=== THE REQUEST ===
In the Doris On ES text, what is the BE node of Doris responsible for?

=== SELECTED TEXT ===
Doris On ES

Doris-On-ES not only take advantage of Doris's distributed query planning capability but also ES (Elastic search)'s full-text search capability, provide a more complete OLAP scenario solution:

Multi-index Distributed Join Query in ES
Joint Query of Tables in Doris and ES, More Complex Full-Text Retrieval and Filtering

This document mainly introduces the realization principle and usage of this function.

Glossary

Noun in Doris

FE: Frontend, the front-end node of Doris. Responsible for metadata management and request access.
BE: Backend, Doris's back-end node. Responsible for query execution and data storage.

Noun in ES

DataNode: The data storage and computing node of ES.
MasterNode: The Master node of ES, which manages metadata, nodes, data distribution, etc.
scroll: The built-in data set cursor feature of ES for streaming scanning and filtering of data.
_source: contains the original JSON document body that was passed at index time
doc_values: store the same values as the _source but in a column-oriented fashion
keyword: string datatype in ES, but the content not analyzed by analyzer
text: string datatype in ES, the content analyzed by analyzer

How To Use

Create ES Index

PUT test
{
   "settings": {
      "index": {
         "number_of_shards": "1",
         "number_of_replicas": "0"
      }
   },
   "mappings": {
      "doc": { // There is no need to specify the type when creating indexes after ES7.x version, there is one and only type of `_doc`
         "properties": {
            "k1": {
               "type": "long"
            },
            "k2": {
               "type": "date"
            },
            "k3": {
               "type": "keyword"
            },
            "k4": {
               "type": "text",
               "analyzer": "standard"
            },
            "k5": {
               "type": "float"
            }
         }
      }
   }
}

Add JSON documents to ES index

POST /_bulk
{"index":{"_index":"test","_type":"doc"}}
{ "k1" : 100, "k2": "2020-01-01", "k3": "Trying out Elasticsearch", "k4": "Trying out Elasticsearch", "k5": 10.0}
{"index":{"_index":"test","_type":"doc"}}
{ "k1" : 100, "k2": "2020-01-01", "k3": "Trying out Doris", "k4": "Trying out Doris", "k5": 10.0}
{"index":{"_index":"test","_type":"doc"}}
{ "k1" : 100, "k2": "2020-01-01", "k3": "Doris On ES", "k4": "Doris On ES", "k5": 10.0}
{"index":{"_index":"test","_type":"doc"}}
{ "k1" : 100, "k2": "2020-01-01", "k3": "Doris", "k4": "Doris", "k5": 10.0}
{"index":{"_index":"test","_type":"doc"}}
{ "k1" : 100, "k2": "2020-01-01", "k3": "ES", "k4": "ES", "k5": 10.0}

Create external ES table

Refer to the specific table syntax:CREATE TABLE

CREATE EXTERNAL TABLE `test` (
  `k1` bigint(20) COMMENT "",
  `k2` datetime COMMENT "",
  `k3` varchar(20) COMMENT "",
  `k4` varchar(100) COMMENT "",
  `k5` float COMMENT ""
) ENGINE=ELASTICSEARCH // ENGINE must be Elasticsearch
PROPERTIES (
"hosts" = "http://192.168.0.1:8200,http://192.168.0.2:8200",
"index" = "test",
"type" = "doc",
"user" = "root",
"password" = "root"

=== DATA SHOWN ===
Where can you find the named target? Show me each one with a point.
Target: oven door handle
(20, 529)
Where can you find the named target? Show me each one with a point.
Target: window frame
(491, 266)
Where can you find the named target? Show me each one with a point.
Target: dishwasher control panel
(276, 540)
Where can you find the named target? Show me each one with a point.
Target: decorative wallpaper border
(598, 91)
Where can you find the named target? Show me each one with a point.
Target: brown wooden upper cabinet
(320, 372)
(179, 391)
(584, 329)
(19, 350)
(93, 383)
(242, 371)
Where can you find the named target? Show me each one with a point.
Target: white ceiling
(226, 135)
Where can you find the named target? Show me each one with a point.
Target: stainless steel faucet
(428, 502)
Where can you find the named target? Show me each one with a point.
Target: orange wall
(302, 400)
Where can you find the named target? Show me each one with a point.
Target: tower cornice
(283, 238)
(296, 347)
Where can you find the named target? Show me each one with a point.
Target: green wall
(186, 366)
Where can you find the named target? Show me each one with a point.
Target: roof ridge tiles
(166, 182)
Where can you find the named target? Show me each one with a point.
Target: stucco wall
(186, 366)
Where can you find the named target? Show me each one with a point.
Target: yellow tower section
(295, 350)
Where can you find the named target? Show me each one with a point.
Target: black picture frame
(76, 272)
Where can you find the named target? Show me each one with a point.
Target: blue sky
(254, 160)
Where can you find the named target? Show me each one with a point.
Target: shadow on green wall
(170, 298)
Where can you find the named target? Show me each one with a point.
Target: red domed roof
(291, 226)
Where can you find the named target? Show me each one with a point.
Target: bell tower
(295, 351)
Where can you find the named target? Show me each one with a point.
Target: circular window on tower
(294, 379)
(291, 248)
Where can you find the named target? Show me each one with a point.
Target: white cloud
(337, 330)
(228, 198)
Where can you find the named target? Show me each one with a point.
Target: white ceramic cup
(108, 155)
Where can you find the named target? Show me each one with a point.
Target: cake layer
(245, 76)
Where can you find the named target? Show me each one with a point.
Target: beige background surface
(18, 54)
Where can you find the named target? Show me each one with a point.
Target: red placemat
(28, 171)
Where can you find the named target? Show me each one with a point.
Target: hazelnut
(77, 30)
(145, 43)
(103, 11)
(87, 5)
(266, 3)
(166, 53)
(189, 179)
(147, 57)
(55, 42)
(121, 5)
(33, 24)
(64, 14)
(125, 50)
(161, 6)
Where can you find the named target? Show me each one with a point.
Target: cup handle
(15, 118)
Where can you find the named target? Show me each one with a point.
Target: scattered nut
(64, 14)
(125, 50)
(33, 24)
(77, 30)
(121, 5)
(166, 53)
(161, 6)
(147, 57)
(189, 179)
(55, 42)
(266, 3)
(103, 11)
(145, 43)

=== RIGHT ANSWER ===
Query execution and data storage.